* To-do list
(a) Copy out the entries without changes, starting with the line that contains "Each instance of the white wall" and ending after the line that contains "Target: green-dyed hair".
(b) Extend the passage on blitzscaling with new writing that picks up after its final sentence.

* Page
## START
It is absolutely expected - prided even - for you to fuck up. To have things break, for people sue you and for some awful awful Glassdoor reviews. None of this matters if you are growing. In the wake of female founders being routinely cancelled, I remember agonising over my employee happiness only for a prominent investor to tell me one of his most favourite and successful CEOs had a near zero Glassdoor rating. To be honest, it was taught that - if things were going smoothly then you probably weren’t doing it right.
Most companies that blitzscale are loss-making and they’re happy to lose money on each transaction for the sake of owning the market. There was the belief that as soon as you turned on monetisation and turned off ads, hey presto! You’ll be profitable!
This is a far cry from traditional business wisdom, which prizes efficiency, operational discipline, and sustainable growth. For the blitzscaler, those virtues are secondary concerns, if they are concerns at all. It’s what old people do. The main thing that matters is speed, because when investors look at your numbers it’s not just how much you grow, but quickly you do it.
## END
* Items
## START
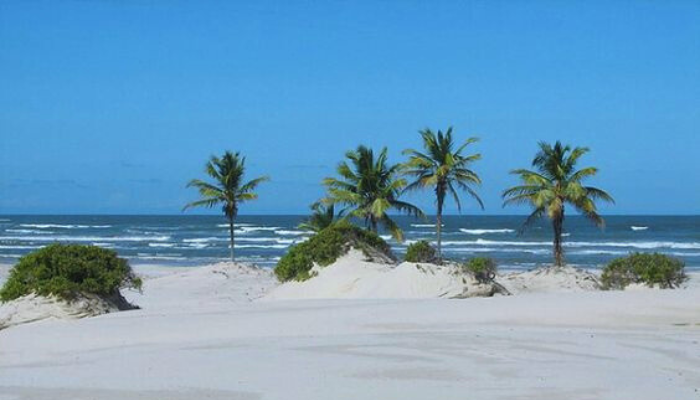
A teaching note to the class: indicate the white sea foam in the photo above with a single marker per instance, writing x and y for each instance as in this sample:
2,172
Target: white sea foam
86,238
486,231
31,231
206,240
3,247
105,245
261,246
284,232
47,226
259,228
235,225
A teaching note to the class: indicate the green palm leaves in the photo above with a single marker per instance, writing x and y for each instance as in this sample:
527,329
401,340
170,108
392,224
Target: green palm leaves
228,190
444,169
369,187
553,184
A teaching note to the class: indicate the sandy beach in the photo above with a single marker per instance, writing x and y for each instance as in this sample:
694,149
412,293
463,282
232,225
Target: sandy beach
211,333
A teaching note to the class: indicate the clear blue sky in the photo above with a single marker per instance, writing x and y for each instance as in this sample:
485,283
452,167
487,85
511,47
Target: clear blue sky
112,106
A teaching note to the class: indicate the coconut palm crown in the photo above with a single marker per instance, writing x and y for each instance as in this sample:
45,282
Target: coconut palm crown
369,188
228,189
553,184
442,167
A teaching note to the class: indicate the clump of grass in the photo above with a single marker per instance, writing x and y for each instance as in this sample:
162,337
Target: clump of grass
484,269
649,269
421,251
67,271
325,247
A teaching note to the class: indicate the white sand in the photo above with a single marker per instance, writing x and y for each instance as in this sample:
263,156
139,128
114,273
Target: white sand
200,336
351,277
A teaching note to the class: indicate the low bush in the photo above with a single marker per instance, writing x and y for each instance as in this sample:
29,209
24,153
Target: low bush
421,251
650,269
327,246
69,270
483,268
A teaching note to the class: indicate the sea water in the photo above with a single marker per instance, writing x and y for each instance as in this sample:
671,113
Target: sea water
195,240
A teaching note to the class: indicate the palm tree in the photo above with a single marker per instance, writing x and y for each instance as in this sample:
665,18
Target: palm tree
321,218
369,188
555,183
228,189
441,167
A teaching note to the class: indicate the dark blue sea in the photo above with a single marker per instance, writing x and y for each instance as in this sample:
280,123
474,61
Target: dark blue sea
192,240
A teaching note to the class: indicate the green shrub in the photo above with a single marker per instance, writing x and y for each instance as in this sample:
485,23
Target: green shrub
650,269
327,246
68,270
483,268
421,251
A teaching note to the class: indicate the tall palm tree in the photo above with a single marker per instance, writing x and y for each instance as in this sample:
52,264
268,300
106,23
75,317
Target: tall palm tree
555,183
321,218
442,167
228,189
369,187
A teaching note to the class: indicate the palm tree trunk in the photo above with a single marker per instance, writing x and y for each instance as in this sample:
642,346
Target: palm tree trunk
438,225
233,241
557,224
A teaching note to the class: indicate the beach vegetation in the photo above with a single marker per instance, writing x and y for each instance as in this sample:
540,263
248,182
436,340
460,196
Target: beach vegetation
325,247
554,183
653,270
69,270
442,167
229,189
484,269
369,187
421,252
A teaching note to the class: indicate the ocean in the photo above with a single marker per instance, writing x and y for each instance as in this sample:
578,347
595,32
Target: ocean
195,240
## END
## START
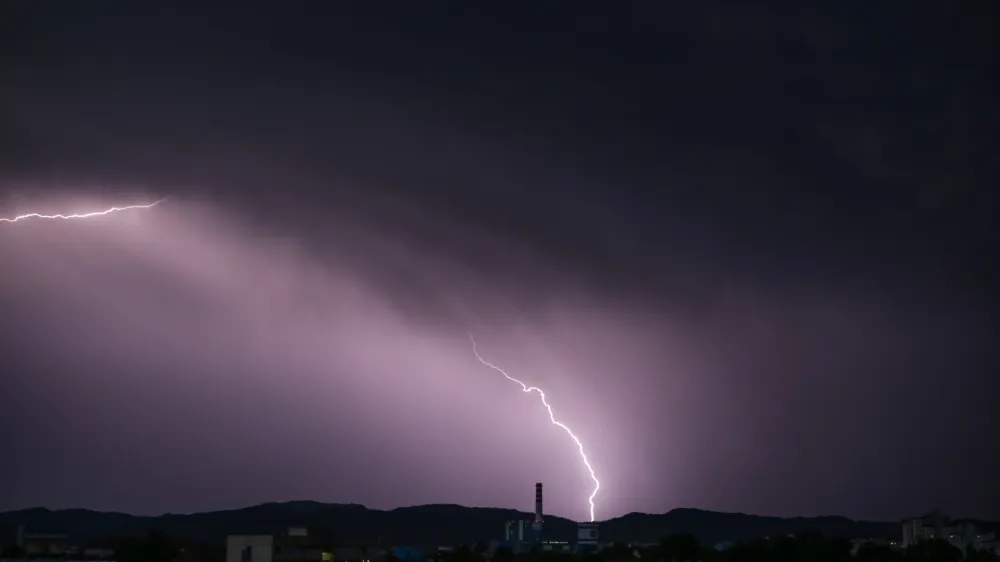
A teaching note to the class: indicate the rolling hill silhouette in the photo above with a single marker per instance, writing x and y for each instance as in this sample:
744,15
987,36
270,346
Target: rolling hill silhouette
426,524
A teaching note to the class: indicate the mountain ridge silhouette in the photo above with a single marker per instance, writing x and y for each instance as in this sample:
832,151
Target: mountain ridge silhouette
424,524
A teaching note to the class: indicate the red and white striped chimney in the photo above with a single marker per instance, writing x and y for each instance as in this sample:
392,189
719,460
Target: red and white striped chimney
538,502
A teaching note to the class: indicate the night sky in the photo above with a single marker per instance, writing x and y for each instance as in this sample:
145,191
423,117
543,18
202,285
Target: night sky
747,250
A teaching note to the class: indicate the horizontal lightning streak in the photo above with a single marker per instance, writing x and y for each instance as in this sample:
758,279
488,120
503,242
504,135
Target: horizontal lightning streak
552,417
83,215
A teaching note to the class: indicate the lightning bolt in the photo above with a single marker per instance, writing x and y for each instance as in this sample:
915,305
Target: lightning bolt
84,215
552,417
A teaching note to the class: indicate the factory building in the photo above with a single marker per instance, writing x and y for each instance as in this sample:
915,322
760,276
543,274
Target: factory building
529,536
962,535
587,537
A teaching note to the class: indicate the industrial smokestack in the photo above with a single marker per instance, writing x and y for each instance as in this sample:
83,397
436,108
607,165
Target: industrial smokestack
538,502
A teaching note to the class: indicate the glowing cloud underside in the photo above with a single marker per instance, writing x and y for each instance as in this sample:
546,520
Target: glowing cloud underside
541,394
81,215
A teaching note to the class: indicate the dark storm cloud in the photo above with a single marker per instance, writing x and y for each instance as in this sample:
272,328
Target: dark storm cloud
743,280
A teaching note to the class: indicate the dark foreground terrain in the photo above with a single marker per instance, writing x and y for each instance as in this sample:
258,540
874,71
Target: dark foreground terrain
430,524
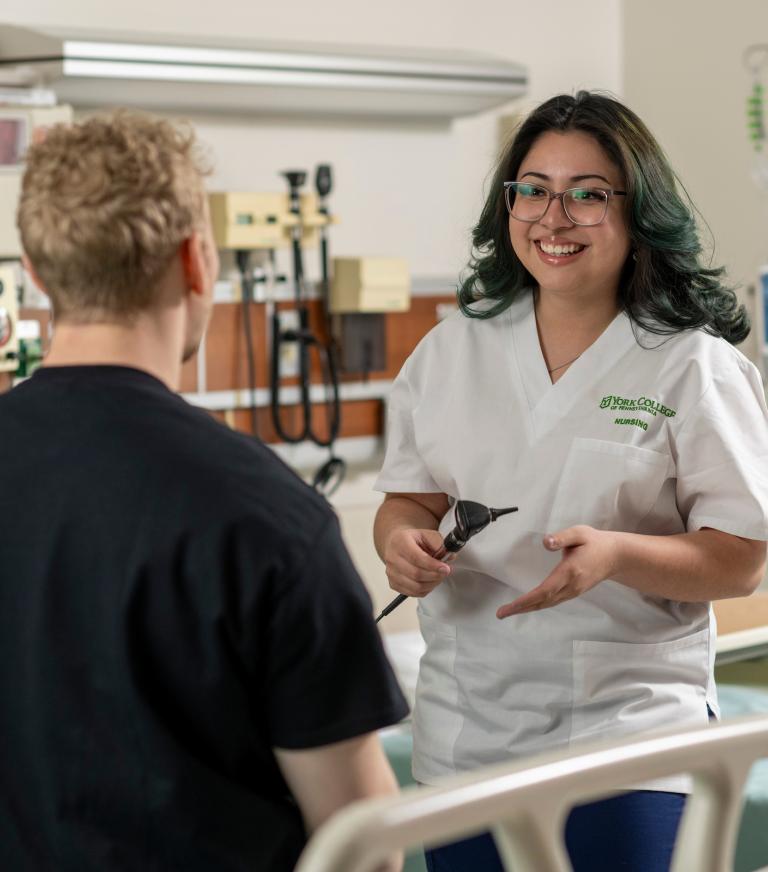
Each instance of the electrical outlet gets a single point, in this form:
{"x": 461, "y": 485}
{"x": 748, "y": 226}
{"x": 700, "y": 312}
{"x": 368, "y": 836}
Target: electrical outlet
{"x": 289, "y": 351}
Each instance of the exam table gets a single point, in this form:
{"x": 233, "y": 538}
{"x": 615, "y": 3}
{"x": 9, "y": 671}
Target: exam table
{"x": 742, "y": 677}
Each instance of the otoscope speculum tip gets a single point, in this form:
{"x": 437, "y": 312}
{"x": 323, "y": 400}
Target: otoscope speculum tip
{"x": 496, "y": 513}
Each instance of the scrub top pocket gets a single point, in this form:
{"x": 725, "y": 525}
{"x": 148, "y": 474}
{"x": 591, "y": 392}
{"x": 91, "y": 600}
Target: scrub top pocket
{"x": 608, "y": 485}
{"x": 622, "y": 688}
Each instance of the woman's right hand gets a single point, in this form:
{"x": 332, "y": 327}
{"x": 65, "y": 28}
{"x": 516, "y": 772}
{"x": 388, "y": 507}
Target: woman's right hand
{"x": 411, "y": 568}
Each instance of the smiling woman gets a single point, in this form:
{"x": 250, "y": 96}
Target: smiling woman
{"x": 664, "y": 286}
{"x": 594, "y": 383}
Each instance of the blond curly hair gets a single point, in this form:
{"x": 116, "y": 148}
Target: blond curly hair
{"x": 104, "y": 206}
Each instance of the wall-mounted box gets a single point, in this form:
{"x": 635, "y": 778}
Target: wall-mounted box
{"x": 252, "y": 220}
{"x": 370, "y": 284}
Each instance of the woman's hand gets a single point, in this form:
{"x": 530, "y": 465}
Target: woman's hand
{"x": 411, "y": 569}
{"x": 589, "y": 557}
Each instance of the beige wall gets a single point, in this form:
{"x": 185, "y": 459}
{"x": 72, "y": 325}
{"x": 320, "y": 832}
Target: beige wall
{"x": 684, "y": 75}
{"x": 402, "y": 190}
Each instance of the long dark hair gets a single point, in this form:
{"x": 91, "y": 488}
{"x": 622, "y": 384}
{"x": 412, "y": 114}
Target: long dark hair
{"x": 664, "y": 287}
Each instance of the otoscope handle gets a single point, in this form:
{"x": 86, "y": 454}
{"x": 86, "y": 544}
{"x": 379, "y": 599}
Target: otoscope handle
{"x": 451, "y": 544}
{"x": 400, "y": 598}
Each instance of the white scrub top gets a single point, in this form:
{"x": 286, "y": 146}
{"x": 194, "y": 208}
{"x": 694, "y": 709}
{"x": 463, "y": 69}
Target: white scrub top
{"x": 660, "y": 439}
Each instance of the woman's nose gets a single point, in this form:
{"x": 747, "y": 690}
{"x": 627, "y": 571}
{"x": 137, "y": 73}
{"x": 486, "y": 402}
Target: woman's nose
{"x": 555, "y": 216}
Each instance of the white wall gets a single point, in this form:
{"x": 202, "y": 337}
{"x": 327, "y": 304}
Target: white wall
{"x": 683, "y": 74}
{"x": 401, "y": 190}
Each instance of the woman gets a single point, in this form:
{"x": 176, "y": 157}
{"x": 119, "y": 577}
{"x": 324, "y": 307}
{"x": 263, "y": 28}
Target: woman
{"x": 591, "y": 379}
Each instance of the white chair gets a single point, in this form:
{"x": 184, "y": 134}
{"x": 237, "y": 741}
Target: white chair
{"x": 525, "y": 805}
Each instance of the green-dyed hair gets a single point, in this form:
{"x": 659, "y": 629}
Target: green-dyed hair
## END
## START
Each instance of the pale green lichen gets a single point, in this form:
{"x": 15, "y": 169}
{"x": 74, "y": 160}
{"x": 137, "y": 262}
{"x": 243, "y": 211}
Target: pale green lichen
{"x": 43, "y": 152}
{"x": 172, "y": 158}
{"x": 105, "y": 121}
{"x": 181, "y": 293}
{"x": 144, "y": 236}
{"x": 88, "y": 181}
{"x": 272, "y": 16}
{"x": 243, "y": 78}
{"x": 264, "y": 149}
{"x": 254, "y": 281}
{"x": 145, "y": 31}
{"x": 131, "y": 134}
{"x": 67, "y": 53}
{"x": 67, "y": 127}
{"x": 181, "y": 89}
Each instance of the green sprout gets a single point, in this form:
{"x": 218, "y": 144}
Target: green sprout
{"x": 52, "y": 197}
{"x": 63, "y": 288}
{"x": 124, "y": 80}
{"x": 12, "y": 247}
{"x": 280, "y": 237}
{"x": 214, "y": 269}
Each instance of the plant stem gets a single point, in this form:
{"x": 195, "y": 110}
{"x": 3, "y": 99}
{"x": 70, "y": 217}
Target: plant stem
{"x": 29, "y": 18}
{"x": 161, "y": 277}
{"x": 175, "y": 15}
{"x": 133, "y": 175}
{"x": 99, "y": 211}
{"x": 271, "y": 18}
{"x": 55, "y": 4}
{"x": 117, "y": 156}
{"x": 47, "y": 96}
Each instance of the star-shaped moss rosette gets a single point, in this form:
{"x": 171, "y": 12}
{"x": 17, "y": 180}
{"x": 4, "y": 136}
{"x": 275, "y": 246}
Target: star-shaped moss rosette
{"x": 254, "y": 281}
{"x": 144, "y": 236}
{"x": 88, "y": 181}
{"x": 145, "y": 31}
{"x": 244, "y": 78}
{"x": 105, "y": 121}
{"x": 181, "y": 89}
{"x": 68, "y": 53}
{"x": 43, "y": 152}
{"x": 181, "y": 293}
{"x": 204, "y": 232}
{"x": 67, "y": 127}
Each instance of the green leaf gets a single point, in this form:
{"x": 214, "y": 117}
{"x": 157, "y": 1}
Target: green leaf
## END
* Outputs
(a)
Each instance of the white wall gets a single point, in this form:
{"x": 202, "y": 337}
{"x": 327, "y": 304}
Target: white wall
{"x": 683, "y": 74}
{"x": 401, "y": 190}
Each instance of the woman gets a single point, in this form:
{"x": 176, "y": 157}
{"x": 119, "y": 577}
{"x": 324, "y": 307}
{"x": 263, "y": 28}
Target: woman
{"x": 591, "y": 379}
Each instance of the white chair gets a single point, in this form:
{"x": 184, "y": 134}
{"x": 237, "y": 741}
Target: white chair
{"x": 525, "y": 805}
Each instance of the green-dyed hair gets a single point, in this form:
{"x": 659, "y": 629}
Target: green-dyed hair

(b)
And to make all of this chaos possible you need money. Venture capital is the oxygen of blitzscaling. Large injections of cash allow these companies to fuel their rapid growth, funding aggressive hiring, product development, and marketing efforts, even when revenues fail to keep pace.
For the venture capitalist, the bet is straightforward: the company that captures the most market share in the shortest amount of time will become dominant enough to justify the early losses. Investors believed that the goal isn’t profitability—at least, not at first. The goal is to become so large, so quickly, that competitors either run outta money or are left scrambling for the scraps.
But these times are they are a’changing, and in this awful awful market, investors want profitable companies before they will even consider writing a cheque.
So I’ve been wondering lately:
Is it possible to blitzscale a consumer product company towards profitability? Can you take the core of the thesis and adapt it for today’s fundraising and economic climate? What if you want to move fast and not break things?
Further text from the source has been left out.